Mask labeling examples:
==============================

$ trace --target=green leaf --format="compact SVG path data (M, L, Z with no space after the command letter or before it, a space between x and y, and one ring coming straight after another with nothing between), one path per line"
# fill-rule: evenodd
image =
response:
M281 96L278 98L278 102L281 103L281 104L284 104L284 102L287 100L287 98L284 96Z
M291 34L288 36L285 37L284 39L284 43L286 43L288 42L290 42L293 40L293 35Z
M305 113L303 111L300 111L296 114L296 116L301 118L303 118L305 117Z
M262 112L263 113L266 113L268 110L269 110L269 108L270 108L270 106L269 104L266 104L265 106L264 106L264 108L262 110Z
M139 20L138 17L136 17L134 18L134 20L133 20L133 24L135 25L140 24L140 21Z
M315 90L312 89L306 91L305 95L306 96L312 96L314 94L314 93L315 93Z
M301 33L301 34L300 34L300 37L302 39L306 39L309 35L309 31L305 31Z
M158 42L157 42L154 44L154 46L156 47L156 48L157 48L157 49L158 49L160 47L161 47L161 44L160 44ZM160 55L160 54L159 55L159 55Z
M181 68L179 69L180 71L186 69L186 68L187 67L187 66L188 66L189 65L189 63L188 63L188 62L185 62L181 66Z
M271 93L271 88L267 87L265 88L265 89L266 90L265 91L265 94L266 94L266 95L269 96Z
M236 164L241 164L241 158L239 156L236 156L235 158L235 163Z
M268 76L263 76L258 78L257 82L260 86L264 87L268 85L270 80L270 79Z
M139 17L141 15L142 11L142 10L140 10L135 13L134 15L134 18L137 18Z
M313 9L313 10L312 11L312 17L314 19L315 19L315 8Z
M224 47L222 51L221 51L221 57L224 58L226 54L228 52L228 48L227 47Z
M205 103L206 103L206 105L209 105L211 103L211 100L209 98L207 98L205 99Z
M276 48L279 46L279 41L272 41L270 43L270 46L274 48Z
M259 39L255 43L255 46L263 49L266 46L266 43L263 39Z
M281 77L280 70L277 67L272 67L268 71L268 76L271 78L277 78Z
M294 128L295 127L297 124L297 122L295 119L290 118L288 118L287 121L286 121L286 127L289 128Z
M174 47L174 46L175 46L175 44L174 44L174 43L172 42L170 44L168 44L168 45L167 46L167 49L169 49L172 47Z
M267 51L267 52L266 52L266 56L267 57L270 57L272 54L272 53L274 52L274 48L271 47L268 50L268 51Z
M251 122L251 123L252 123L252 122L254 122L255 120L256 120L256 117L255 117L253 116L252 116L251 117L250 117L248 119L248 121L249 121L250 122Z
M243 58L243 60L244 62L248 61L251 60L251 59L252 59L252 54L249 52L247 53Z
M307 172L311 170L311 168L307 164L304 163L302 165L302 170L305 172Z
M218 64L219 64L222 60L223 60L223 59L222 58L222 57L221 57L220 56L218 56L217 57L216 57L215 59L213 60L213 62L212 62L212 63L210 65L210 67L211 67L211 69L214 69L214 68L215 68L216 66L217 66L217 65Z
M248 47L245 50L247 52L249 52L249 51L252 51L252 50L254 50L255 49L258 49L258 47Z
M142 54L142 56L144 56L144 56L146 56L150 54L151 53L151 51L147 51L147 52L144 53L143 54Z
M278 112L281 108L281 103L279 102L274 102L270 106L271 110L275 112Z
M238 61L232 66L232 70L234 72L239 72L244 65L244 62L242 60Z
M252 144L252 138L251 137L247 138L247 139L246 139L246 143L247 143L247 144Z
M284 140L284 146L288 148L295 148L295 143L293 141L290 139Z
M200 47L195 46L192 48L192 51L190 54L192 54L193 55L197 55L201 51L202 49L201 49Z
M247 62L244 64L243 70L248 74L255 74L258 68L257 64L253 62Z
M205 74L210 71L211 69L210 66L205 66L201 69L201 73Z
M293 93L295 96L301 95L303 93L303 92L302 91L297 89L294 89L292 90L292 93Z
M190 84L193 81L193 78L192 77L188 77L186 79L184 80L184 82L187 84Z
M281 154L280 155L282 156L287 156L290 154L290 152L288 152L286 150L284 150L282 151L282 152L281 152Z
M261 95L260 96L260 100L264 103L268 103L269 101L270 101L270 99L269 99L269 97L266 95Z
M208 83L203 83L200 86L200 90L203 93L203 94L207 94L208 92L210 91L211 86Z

==============================

• **TASK BRIEF**:
Reproduce the data verbatim, from its first line up to and including the line that contains "M267 51L267 52L266".

• **WRITTEN SOLUTION**:
$ trace --target=green leaf --format="compact SVG path data (M, L, Z with no space after the command letter or before it, a space between x and y, and one ring coming straight after another with nothing between), one path per line"
# fill-rule: evenodd
image =
response:
M281 96L278 98L278 102L281 103L281 104L284 104L284 102L287 100L287 98L284 96Z
M291 34L288 36L285 37L284 39L284 43L286 43L288 42L290 42L293 40L293 35Z
M305 113L303 111L300 111L296 114L296 116L301 118L303 118L305 117Z
M262 112L263 113L266 113L268 110L269 110L269 108L270 108L270 106L269 104L266 104L265 106L264 106L264 108L262 110Z
M139 20L138 17L136 17L134 18L134 20L133 20L133 24L135 25L140 24L140 21Z
M315 90L312 89L306 91L305 95L306 96L312 96L314 94L314 93L315 93Z
M301 33L301 34L300 34L300 37L302 39L306 39L309 35L309 31L305 31Z
M158 42L157 42L154 44L154 46L156 47L156 48L157 48L157 49L158 49L160 47L161 47L161 44L160 44ZM160 55L160 54L159 55L159 55Z
M181 68L179 69L180 71L186 69L186 68L187 67L187 66L188 66L189 65L189 63L188 63L188 62L185 62L181 66Z
M271 93L271 88L267 87L265 88L265 89L266 90L265 91L265 94L266 94L266 95L269 96Z
M236 164L241 164L241 158L239 156L236 156L235 158L235 163Z
M268 76L263 76L258 78L257 82L260 86L264 87L268 85L270 80L270 79Z
M139 17L141 15L142 11L142 10L140 10L135 13L134 15L134 18L137 18Z
M313 9L313 10L312 11L312 17L314 19L315 19L315 8Z
M224 47L222 51L221 51L221 57L224 58L226 54L228 52L228 48L227 47Z
M205 103L206 103L206 105L209 105L211 103L211 100L209 98L207 98L205 99Z
M276 48L279 46L279 41L272 41L270 43L270 46L274 48Z
M259 39L255 43L255 46L263 49L266 46L266 43L263 39Z
M281 77L280 70L277 67L272 67L268 71L268 76L271 78L277 78Z
M294 128L295 127L297 124L297 122L295 119L290 118L288 118L287 121L286 121L286 127L289 128Z
M174 47L174 46L175 46L175 44L174 44L174 43L172 42L170 44L168 44L168 45L167 46L167 49L169 49L172 47Z
M267 51L267 52L266 52L266 56L267 57L270 57L272 54L272 53L274 52L274 48L271 47L268 50L268 51Z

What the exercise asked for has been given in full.